[[ RECORDS open ]]
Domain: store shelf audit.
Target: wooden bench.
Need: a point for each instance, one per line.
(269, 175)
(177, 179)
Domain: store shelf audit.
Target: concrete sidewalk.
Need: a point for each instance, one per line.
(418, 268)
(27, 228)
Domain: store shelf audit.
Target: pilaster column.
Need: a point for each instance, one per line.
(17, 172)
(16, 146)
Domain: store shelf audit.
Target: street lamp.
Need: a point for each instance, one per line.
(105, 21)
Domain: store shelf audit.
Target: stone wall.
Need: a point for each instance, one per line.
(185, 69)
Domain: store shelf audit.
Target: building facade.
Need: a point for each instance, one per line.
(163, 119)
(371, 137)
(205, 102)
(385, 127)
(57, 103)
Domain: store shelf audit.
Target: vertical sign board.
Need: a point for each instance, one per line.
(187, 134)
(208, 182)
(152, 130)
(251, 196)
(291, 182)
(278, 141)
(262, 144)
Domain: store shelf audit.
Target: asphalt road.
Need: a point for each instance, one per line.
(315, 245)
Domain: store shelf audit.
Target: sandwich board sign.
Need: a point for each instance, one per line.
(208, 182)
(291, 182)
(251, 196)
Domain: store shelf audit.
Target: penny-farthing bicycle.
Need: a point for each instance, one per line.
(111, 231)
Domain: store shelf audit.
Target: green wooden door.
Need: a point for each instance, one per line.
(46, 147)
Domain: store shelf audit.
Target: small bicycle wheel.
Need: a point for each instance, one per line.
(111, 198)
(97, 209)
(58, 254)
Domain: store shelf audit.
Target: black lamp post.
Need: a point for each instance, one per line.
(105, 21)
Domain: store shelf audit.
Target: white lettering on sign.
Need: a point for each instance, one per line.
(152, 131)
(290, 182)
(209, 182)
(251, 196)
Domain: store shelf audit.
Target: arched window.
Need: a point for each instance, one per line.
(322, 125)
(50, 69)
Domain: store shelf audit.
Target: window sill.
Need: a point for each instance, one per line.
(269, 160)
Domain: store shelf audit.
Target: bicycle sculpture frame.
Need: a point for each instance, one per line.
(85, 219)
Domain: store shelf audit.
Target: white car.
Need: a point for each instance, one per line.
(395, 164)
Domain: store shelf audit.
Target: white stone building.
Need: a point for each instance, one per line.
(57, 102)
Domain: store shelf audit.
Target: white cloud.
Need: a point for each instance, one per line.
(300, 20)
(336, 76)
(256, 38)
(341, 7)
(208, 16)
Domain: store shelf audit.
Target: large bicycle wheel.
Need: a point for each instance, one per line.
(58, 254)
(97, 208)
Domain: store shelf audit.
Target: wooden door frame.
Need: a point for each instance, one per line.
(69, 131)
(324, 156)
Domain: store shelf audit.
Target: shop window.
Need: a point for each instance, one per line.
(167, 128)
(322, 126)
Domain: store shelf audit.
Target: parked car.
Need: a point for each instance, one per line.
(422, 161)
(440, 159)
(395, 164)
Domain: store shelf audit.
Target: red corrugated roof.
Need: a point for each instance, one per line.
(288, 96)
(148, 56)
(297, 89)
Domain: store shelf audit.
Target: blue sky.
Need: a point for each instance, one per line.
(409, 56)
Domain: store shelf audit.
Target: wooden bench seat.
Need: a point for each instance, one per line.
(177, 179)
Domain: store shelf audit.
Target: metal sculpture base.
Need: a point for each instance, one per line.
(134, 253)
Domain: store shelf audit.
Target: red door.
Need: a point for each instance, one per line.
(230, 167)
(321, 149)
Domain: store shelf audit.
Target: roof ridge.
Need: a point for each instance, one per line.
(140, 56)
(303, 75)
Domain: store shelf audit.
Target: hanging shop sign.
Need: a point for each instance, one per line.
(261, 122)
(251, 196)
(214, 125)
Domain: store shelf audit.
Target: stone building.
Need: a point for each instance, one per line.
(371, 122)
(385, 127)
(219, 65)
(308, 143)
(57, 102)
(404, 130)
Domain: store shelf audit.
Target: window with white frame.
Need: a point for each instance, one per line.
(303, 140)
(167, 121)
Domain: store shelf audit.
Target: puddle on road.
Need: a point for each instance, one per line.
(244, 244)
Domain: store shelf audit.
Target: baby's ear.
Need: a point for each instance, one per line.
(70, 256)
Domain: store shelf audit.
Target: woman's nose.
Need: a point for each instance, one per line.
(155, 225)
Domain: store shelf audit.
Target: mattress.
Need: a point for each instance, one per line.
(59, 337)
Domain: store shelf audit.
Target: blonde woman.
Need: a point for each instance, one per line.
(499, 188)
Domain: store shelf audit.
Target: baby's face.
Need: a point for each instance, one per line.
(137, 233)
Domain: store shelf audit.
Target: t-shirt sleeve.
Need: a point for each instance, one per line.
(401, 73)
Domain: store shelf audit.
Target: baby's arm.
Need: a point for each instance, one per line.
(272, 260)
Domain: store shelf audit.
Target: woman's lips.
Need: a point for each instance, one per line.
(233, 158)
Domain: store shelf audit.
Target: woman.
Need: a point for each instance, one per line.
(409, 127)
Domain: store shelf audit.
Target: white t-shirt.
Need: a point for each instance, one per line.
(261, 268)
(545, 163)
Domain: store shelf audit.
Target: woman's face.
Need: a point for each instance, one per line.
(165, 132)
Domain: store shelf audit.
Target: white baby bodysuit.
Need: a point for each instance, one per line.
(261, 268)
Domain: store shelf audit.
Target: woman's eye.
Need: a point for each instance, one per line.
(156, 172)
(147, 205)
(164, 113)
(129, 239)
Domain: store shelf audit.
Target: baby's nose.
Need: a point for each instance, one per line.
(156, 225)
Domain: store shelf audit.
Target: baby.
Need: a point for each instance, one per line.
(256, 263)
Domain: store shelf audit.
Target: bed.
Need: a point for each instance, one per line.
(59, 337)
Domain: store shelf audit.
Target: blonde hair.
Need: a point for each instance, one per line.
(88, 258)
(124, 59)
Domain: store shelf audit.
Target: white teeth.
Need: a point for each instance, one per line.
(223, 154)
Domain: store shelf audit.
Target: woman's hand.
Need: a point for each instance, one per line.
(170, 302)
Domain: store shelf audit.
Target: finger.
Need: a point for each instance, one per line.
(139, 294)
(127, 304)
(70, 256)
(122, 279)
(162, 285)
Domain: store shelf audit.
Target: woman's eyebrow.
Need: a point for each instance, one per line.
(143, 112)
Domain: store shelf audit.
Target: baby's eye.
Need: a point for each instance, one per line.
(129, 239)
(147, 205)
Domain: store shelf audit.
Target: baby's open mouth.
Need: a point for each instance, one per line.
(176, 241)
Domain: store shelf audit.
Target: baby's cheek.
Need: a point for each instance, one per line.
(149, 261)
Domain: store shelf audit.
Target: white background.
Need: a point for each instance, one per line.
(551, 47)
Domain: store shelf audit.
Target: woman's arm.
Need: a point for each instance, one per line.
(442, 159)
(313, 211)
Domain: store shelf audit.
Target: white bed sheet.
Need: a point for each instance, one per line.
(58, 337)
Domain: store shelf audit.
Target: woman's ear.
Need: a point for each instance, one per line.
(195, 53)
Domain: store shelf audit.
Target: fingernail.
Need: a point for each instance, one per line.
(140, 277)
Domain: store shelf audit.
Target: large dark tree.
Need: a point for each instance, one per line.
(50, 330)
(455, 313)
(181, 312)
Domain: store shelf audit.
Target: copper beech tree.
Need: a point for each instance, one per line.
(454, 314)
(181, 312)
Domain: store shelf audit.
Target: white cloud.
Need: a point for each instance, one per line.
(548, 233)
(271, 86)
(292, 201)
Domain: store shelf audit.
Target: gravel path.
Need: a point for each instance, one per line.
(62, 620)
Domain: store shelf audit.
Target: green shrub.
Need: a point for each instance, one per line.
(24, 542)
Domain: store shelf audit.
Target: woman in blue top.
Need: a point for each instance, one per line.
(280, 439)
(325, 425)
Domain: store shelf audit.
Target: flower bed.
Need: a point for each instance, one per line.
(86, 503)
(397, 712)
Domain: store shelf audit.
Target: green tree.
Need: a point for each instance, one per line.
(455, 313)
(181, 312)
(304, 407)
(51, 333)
[[ RECORDS closed ]]
Copy exactly the lines from the top of the entries through the line with "Target: street lamp." in it, please, keeping both ends and adding nothing.

# ANSWER SPACE
Domain: store shelf audit.
Target: wooden bench.
Need: a point for each instance, one per line.
(269, 175)
(177, 179)
Domain: store shelf audit.
Target: concrete sidewalk.
Need: a point for each instance, one per line.
(418, 268)
(27, 228)
Domain: store shelf audit.
Target: pilaster column.
Need: a point for each instance, one per line.
(17, 172)
(16, 146)
Domain: store shelf audit.
Target: street lamp.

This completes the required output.